[Dataset entries about object locations]
---------------

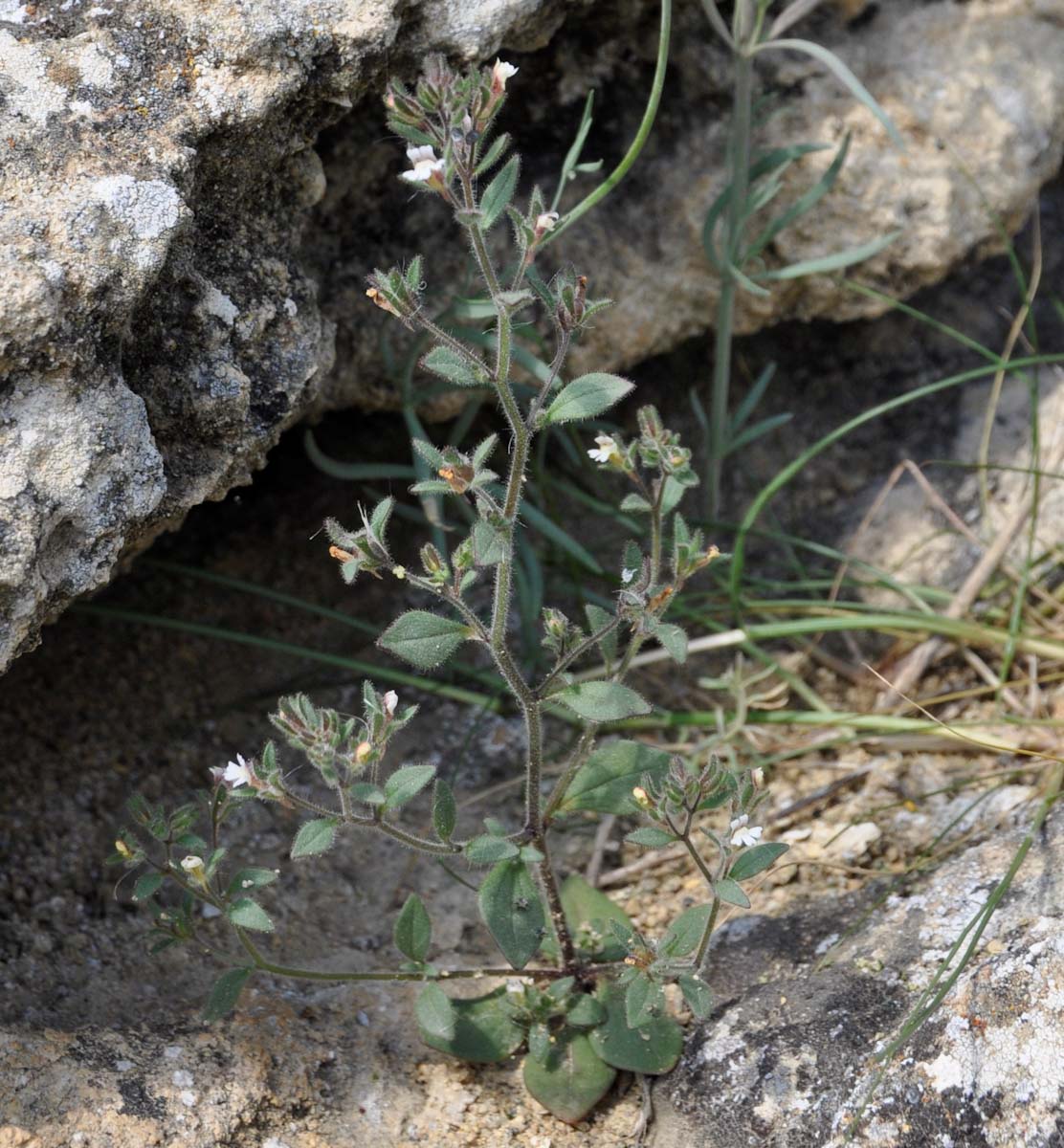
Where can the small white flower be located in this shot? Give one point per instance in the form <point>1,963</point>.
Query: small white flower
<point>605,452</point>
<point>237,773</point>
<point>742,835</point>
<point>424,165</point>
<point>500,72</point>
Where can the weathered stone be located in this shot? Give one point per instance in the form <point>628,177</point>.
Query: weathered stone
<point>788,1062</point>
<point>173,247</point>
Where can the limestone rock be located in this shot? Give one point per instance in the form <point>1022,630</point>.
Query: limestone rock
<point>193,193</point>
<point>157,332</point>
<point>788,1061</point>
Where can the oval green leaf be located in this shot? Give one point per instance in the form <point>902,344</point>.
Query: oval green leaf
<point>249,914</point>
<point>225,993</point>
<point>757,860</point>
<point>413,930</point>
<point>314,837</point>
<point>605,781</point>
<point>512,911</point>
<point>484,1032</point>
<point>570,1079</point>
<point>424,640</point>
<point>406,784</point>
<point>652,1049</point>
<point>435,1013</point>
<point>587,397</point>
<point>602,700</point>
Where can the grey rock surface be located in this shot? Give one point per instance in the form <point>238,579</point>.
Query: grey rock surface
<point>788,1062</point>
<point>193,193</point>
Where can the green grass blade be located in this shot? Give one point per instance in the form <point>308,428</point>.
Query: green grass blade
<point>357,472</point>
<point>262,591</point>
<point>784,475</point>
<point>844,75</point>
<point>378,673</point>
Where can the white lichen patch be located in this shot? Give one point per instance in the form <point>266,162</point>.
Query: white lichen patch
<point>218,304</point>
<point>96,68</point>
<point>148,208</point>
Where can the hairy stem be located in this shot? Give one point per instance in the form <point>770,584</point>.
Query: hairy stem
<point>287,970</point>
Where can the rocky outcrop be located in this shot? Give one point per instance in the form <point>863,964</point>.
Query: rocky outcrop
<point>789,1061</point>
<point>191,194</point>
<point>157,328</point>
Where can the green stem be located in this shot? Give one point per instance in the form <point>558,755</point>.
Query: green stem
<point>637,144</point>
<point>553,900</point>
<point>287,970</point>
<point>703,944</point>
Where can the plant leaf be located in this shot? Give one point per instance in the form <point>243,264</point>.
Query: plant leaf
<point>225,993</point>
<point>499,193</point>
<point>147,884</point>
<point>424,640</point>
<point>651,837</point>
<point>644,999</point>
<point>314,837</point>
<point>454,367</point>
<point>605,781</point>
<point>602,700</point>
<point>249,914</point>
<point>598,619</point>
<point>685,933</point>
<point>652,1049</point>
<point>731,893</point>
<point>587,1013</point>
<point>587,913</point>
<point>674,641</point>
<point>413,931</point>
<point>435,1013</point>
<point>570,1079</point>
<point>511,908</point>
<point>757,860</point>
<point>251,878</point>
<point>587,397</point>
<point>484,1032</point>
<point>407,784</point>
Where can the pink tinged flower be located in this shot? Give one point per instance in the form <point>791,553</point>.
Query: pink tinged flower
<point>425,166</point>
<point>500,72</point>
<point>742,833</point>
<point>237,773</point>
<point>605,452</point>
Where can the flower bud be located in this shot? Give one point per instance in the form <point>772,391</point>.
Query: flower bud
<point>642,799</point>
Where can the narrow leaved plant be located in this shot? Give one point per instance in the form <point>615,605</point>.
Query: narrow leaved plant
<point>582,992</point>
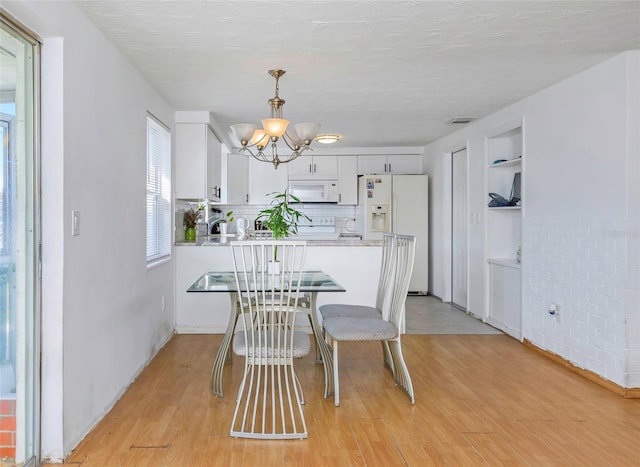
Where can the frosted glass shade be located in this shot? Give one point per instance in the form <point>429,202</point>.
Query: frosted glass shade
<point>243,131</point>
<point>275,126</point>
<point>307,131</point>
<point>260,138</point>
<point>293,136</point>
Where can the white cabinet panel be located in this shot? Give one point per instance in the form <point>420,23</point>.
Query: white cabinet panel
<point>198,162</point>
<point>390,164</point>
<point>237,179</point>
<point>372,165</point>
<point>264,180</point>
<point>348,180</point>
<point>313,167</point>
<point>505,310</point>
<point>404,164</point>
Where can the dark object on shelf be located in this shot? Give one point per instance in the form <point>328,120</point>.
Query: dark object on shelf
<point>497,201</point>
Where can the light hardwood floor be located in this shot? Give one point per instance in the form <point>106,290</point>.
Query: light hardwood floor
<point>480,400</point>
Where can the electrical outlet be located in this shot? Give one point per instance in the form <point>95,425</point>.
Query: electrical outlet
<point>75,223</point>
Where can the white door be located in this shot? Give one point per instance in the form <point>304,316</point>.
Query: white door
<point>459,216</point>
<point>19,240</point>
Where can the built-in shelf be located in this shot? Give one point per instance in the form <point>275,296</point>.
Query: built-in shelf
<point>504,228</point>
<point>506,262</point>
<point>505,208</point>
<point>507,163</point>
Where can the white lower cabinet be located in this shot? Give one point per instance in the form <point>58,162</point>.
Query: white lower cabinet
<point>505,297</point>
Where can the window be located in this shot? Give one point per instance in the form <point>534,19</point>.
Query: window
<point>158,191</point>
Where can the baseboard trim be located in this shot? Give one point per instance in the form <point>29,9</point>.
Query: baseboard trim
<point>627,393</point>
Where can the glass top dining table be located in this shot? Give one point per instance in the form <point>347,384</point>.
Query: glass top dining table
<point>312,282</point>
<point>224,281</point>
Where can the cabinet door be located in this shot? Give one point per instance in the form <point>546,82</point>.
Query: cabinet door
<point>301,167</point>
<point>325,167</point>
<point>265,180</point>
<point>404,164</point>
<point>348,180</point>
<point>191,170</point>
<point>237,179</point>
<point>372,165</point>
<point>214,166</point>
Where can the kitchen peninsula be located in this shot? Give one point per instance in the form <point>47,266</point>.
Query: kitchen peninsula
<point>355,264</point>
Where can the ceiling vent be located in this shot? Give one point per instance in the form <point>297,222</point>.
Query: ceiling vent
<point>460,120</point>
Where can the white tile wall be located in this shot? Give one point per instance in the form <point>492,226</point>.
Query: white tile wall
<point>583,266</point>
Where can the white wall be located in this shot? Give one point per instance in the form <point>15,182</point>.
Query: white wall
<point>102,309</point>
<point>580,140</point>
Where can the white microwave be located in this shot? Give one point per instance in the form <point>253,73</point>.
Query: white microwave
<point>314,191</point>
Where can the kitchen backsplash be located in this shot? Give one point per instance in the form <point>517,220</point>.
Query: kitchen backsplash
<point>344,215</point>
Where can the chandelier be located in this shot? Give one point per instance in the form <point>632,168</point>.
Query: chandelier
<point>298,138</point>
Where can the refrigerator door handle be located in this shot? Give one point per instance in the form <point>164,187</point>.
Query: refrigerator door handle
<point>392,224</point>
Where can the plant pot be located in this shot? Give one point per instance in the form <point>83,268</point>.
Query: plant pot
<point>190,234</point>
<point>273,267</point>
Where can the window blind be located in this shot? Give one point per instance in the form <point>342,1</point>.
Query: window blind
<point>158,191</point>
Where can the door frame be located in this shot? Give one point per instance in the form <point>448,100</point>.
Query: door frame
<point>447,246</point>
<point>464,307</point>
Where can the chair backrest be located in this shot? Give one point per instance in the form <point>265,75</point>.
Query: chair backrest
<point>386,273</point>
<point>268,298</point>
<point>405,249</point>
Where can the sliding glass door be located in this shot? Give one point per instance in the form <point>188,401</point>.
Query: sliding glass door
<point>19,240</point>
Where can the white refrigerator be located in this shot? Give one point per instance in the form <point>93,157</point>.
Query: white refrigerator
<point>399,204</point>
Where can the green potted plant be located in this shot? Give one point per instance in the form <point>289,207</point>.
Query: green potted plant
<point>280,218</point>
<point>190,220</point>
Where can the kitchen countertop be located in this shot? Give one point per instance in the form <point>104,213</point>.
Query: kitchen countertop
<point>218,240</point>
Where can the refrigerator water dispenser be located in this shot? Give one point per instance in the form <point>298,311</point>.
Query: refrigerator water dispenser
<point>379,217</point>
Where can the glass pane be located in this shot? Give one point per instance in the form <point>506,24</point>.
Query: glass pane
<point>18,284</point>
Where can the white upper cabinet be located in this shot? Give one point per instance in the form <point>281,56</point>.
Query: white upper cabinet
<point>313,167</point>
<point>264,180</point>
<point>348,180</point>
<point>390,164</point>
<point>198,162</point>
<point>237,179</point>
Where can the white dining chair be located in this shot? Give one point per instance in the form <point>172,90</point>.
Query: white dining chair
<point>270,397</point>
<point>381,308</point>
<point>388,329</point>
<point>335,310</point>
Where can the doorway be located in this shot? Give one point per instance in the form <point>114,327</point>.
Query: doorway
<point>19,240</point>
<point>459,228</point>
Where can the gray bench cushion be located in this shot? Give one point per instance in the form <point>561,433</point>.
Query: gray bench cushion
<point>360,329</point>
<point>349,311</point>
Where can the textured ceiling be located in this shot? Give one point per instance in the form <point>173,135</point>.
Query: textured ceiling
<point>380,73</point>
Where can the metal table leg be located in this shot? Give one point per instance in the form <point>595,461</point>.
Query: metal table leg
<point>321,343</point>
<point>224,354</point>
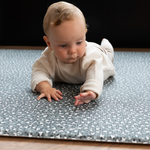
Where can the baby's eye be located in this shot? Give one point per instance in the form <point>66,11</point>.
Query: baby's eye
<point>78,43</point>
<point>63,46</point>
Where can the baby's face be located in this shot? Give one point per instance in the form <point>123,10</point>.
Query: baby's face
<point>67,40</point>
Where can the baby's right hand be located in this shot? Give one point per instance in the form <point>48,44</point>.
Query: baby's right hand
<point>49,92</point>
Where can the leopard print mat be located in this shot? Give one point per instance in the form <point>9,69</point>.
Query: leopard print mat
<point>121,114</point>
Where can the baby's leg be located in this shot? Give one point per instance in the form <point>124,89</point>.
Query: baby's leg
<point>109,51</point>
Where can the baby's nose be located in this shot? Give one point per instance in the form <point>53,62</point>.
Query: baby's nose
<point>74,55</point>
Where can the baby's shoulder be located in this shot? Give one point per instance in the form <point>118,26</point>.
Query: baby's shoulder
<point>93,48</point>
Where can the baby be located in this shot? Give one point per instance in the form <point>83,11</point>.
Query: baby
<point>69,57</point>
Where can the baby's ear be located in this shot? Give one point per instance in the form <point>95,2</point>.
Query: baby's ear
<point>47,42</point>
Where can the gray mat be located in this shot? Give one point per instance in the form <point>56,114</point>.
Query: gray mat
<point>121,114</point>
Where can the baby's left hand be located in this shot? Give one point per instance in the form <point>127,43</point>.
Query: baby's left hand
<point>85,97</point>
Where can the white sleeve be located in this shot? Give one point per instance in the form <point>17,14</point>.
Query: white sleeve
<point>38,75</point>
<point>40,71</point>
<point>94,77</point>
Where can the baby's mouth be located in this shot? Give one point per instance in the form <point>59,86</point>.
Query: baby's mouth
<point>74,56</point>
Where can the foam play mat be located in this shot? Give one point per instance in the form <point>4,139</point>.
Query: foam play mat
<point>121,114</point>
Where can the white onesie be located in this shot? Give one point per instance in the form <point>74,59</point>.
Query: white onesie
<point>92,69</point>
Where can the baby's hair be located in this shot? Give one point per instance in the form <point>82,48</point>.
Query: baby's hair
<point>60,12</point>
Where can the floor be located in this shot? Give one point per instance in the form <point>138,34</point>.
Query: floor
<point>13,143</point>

---------------

- [EXERCISE GOAL]
Rewrite the stretch from the line containing "Where can the kitchen countertop" through the line containing "<point>218,240</point>" so that "kitchen countertop" becomes "kitchen island" and nothing else changes.

- [PROBLEM SOLUTION]
Where can the kitchen island be located in this shot? Give one point per instance in the form <point>104,213</point>.
Query: kitchen island
<point>218,240</point>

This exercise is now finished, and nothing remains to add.